* **WHAT IS EXPECTED**
Please find every line in the items below that contains the word "format" and copy each one. Case counts.
══ DATA SECTION ══
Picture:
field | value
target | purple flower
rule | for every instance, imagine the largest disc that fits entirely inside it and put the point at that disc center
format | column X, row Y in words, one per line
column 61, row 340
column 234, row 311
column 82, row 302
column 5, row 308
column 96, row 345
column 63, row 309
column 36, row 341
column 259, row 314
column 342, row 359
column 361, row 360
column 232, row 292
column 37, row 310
═══
* **EXERCISE RESULT**
format | column X, row Y in words, one per line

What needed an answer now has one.